## YOUR INSTRUCTIONS
Can you find every line in the listing below that contains the string "water" (matching case exactly) and copy each of those lines out?

## EXTRACTED ENTRIES

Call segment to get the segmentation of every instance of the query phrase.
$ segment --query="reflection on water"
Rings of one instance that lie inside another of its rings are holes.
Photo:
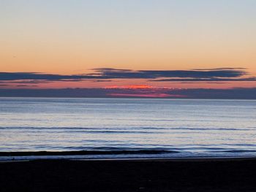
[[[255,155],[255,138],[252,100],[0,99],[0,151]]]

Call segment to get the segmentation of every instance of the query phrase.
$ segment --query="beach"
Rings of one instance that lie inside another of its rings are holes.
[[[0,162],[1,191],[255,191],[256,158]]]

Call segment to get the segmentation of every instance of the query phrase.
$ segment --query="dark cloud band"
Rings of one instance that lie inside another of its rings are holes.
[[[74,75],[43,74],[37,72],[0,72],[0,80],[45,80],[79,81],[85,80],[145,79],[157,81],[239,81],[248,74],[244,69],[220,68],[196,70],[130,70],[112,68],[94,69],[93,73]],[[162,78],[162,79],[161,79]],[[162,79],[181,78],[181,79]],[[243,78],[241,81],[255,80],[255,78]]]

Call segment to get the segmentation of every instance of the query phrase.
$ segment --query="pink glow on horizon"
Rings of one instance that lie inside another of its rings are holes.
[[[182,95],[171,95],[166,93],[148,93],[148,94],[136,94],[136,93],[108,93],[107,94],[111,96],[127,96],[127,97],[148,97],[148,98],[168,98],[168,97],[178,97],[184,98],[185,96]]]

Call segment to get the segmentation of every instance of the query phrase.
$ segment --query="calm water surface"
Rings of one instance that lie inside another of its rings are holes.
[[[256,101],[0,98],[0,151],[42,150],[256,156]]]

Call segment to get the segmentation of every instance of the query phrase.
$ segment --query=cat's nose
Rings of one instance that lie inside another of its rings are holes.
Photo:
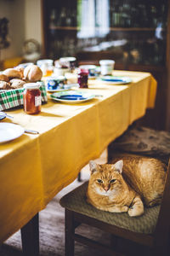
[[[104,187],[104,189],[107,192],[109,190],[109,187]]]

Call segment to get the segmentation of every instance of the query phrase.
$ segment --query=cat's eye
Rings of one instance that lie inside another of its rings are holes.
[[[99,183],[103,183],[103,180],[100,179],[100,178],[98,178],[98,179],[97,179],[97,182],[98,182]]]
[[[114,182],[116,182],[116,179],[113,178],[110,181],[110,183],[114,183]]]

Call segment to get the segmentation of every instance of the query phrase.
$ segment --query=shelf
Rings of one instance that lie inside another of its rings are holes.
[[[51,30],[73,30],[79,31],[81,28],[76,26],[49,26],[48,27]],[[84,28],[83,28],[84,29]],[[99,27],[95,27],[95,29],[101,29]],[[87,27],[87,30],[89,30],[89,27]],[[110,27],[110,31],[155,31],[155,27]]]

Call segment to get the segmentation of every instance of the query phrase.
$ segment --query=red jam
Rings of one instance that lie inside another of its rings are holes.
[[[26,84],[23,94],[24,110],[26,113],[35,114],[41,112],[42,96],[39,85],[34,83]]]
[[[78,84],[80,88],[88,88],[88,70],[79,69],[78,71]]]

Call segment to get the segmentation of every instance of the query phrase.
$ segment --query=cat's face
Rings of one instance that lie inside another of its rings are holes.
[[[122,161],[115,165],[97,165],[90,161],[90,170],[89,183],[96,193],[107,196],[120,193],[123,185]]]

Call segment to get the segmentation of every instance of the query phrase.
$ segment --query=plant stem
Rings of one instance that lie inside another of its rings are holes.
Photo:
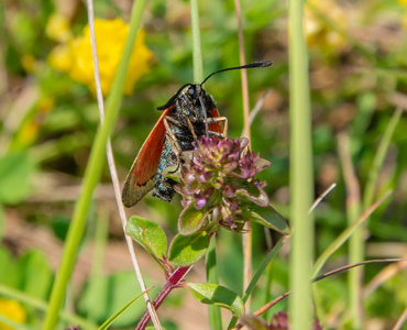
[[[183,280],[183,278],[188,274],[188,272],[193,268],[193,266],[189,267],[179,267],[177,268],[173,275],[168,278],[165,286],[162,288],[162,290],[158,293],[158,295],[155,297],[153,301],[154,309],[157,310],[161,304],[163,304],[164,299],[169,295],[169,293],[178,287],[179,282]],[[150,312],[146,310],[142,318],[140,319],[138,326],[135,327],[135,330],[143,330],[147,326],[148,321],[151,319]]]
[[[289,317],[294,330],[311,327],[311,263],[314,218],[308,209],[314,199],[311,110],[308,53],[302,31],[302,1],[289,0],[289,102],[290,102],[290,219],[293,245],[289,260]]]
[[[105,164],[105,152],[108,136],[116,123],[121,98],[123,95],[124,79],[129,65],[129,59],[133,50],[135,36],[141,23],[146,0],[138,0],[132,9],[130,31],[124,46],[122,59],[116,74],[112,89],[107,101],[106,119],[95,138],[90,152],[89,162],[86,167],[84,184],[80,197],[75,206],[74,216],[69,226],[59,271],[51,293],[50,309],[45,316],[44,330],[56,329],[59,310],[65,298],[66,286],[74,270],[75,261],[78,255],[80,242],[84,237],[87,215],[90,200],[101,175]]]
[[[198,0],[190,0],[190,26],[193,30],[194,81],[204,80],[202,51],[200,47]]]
---
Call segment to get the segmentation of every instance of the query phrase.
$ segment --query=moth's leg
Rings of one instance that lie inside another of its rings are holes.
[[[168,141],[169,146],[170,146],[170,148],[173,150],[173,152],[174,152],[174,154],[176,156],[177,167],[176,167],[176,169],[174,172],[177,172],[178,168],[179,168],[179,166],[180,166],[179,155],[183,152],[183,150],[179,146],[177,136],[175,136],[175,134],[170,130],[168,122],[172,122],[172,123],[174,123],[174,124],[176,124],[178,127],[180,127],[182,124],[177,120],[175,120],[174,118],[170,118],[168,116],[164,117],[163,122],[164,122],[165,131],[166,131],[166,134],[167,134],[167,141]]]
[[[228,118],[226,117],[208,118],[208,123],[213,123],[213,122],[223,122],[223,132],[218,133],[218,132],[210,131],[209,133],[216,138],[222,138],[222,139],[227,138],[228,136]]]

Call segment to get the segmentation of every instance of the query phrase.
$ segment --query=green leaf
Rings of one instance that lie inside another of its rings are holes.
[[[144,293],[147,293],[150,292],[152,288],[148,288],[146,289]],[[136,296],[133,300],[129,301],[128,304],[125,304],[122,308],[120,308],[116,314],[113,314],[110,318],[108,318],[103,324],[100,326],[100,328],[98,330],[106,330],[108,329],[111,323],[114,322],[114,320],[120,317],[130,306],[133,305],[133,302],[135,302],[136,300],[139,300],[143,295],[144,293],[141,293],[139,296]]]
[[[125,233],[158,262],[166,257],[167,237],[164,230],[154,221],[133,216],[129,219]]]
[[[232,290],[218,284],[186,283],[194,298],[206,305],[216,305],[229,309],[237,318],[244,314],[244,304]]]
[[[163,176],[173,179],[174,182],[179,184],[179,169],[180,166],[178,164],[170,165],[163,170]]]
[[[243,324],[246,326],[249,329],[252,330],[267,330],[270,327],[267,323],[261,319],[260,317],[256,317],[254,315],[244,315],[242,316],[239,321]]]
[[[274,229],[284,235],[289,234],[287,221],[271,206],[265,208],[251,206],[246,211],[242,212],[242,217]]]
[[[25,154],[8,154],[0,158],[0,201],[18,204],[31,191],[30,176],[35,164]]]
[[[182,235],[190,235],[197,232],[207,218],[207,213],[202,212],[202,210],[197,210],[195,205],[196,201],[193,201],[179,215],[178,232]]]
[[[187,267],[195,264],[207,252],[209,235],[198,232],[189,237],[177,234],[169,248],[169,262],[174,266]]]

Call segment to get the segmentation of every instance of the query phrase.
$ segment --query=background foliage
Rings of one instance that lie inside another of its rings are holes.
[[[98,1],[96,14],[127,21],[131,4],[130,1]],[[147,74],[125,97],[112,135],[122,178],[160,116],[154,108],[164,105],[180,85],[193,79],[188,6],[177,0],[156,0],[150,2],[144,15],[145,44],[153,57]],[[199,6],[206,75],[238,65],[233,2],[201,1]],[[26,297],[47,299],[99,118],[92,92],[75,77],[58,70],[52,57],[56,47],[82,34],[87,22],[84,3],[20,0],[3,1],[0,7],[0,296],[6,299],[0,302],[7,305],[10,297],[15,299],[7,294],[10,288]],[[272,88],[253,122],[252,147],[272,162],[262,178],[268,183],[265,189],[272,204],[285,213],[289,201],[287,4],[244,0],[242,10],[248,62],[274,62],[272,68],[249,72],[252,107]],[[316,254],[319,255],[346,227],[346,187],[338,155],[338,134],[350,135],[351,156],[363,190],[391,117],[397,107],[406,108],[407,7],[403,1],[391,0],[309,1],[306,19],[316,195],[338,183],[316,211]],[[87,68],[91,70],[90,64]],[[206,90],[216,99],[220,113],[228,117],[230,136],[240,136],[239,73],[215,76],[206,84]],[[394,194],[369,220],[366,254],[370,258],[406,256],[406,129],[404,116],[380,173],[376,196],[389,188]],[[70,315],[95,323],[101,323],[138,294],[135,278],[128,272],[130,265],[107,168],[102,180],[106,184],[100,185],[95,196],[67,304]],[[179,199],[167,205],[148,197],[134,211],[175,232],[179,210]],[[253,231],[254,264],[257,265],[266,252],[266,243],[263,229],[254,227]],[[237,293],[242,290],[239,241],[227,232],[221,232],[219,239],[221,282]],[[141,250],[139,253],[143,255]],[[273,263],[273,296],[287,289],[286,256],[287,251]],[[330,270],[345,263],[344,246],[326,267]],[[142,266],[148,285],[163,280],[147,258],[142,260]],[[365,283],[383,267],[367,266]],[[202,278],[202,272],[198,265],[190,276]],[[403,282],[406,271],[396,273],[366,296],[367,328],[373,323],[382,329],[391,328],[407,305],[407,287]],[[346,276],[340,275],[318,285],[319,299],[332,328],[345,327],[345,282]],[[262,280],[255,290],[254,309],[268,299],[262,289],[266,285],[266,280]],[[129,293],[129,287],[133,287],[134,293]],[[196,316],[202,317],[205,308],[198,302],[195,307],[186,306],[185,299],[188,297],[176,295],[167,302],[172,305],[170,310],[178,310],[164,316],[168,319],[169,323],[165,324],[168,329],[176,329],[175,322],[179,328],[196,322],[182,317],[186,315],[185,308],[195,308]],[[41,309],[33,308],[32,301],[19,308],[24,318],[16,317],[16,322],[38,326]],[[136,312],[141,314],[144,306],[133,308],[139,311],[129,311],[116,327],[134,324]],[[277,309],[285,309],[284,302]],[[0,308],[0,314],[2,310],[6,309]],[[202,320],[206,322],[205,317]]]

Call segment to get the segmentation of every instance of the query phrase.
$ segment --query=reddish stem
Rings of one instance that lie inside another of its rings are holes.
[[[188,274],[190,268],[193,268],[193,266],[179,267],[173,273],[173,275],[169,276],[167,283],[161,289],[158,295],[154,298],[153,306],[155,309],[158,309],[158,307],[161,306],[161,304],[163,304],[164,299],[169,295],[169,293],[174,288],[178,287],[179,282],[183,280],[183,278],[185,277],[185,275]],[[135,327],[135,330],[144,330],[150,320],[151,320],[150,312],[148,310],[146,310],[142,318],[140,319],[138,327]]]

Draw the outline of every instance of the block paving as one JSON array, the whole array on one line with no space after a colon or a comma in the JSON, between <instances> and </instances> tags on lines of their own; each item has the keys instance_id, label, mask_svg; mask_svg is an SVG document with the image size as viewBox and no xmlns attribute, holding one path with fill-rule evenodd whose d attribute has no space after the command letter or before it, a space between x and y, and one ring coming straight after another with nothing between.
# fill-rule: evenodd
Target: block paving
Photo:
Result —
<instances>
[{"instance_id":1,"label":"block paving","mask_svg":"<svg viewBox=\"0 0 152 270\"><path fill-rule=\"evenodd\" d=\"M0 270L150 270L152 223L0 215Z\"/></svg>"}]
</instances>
==
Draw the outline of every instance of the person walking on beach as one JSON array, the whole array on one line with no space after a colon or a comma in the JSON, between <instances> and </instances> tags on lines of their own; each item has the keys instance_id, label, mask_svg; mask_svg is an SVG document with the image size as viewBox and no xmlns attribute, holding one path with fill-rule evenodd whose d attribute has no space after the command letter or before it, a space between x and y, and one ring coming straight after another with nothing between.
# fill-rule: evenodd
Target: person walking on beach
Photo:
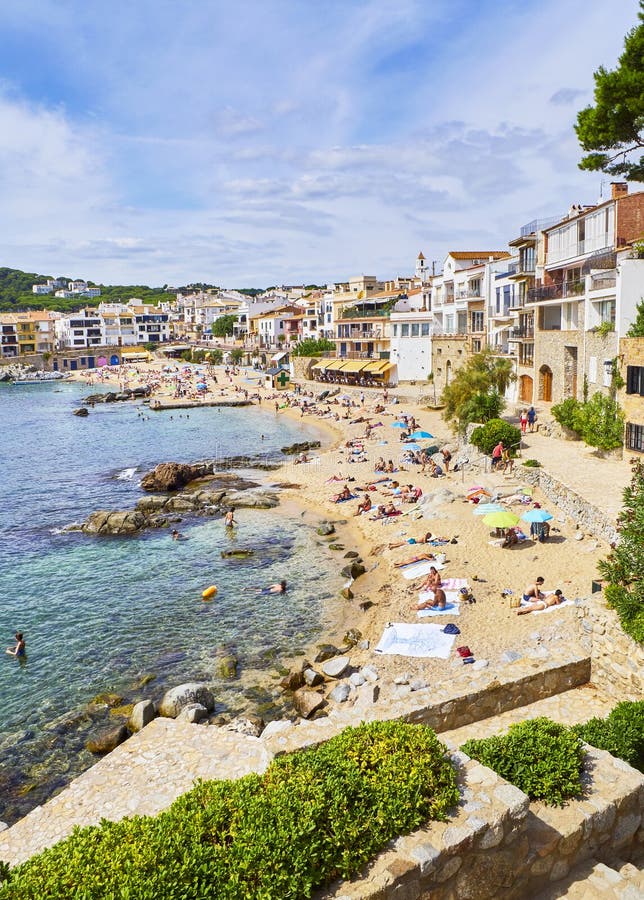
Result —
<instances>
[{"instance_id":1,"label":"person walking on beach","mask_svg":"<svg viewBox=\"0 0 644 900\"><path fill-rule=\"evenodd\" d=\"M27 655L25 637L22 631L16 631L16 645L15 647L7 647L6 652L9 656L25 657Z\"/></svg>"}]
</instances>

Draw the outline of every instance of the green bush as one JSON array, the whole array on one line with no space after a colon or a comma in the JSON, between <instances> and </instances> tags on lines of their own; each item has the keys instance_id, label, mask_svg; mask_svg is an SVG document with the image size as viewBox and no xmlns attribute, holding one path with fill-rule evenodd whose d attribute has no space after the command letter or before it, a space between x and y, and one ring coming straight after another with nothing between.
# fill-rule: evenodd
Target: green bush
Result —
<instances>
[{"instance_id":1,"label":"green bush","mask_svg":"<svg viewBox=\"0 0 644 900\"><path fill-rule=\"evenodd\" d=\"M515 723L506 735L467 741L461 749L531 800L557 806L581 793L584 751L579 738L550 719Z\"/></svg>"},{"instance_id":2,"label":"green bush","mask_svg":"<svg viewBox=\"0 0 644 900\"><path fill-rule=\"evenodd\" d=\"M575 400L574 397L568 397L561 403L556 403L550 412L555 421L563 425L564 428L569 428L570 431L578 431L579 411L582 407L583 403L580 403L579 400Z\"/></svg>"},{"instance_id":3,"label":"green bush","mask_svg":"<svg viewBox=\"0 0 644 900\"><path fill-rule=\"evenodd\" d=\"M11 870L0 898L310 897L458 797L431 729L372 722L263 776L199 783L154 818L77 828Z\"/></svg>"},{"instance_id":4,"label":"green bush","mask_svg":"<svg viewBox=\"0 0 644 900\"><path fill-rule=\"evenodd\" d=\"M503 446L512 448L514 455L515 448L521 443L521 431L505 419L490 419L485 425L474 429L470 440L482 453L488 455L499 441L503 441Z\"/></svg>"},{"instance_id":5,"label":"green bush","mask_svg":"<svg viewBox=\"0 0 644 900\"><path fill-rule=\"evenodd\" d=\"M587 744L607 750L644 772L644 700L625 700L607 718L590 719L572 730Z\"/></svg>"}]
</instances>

## EXPECTED OUTPUT
$ segment --query="reflection on water"
$ segment --query="calm water surface"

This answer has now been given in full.